* **Page text**:
# 30 foot deep grease trap cleaning



## Unclog1776 (Feb 5, 2013)

Large corporate headquarters in my area. 1500 gallon grease trap approx 30 feet deep. The sucker truck has a hard time keeping up because of the large chunks and having to suck vertically for 30 feet. 

We couldn't get the okay to drop a man on tripod so I ordered a telescoping pressure washer from northern tool and hooked it up to my brute. We were loosing visibility constantly from the steam as its only about 20 degrees here. 

I checked our progress by dropping glow sticks down the manhole. I think I will tape a couple high power flashlights to the wand end next time around. Here are some pics


----------



## Unclog1776 (Feb 5, 2013)

It won't let me post more pics in one post


----------



## gear junkie (Jun 20, 2008)

Warthog (and others) make a nozzle to clean pits.....rotates in a 360 degree radius up down and sideways.

Man that job looks like it sucked


----------



## Unclog1776 (Feb 5, 2013)

I just worked the camera. I sign the check the guy in the camo lol. 

I was considering attaching the RR nozzle to the end


----------



## plbgbiz (Aug 27, 2010)

gear junkie said:


> Warthog (and others) make a nozzle to clean pits.....rotates in a 360 degree radius up down and sideways.
> 
> Man that job looks like it sucked


http://www.usbsec.com/nozzles.php?productId=39


----------



## Unclog1776 (Feb 5, 2013)

I can literally order anything I want for this job. They said anything we need just add it to invoice. This was already about a 2k job

We are scheduled to do it every 4 months. Two nights ago we jetted all inside drains in the kitchen area. That was as well about a 2k job


----------



## Shoot'N'Plumber (Apr 27, 2013)

Hey unclog! Do you not own a "super sucker"? We would come accross many deep septic/grease traps and storm basins regularly while having to deal with 150' of pump hose just to get to the manhole. Boy! That thing was awesome. It does require a large trailer type air compressor, but man it made life easier!


----------



## saysflushable (Jun 15, 2009)

about vacuuming water up 30'. It might be old info but you need to drill a hole in your vac hose about 2' from the end.about a 1/2 inch hole It works, I'm not sure why, I think because the water and air can get sucked up over 27' but not water.

* **Data records**:
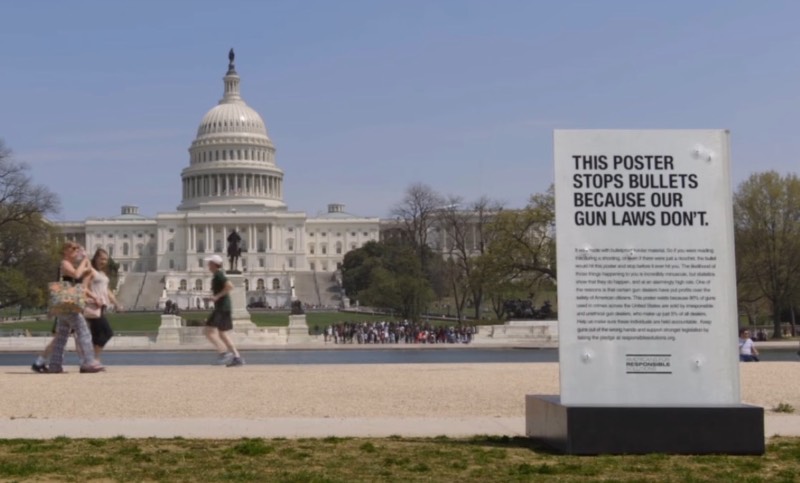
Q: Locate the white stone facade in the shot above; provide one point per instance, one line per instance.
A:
(232, 182)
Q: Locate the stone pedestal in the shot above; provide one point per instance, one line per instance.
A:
(169, 332)
(298, 330)
(592, 430)
(241, 317)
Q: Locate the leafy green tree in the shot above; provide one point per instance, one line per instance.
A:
(387, 275)
(767, 232)
(28, 259)
(520, 257)
(467, 233)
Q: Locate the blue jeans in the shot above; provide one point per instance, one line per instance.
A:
(83, 339)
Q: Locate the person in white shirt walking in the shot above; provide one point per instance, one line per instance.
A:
(747, 349)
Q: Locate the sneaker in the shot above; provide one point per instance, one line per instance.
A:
(92, 369)
(224, 359)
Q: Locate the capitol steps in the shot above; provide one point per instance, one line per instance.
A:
(328, 290)
(129, 290)
(151, 291)
(305, 288)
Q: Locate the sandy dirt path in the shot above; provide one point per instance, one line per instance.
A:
(334, 391)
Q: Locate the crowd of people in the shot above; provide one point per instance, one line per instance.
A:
(82, 297)
(386, 332)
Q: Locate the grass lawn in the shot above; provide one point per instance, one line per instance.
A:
(481, 459)
(149, 322)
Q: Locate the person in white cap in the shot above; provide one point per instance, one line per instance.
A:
(220, 321)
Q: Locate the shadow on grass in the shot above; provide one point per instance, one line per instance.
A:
(504, 442)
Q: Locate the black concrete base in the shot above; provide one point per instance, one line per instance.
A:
(582, 430)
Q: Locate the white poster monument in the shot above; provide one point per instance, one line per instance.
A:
(646, 279)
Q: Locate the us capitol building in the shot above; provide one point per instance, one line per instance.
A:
(232, 183)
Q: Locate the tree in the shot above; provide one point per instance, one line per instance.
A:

* **Stated problem A**: Reproduce the grease trap thread from "## gear junkie" up to and including "the camo lol.", changing "camo" to "camouflage".
* **Stated problem B**: List every line of the entries that contains the word "person".

* **Written response A**:
## gear junkie (Jun 20, 2008)

Warthog (and others) make a nozzle to clean pits.....rotates in a 360 degree radius up down and sideways.

Man that job looks like it sucked


----------



## Unclog1776 (Feb 5, 2013)

I just worked the camera. I sign the check the guy in the camouflage lol.

* **Written response B**:
Q: Locate the person in white shirt walking in the shot above; provide one point per instance, one line per instance.
Q: Locate the person in white cap in the shot above; provide one point per instance, one line per instance.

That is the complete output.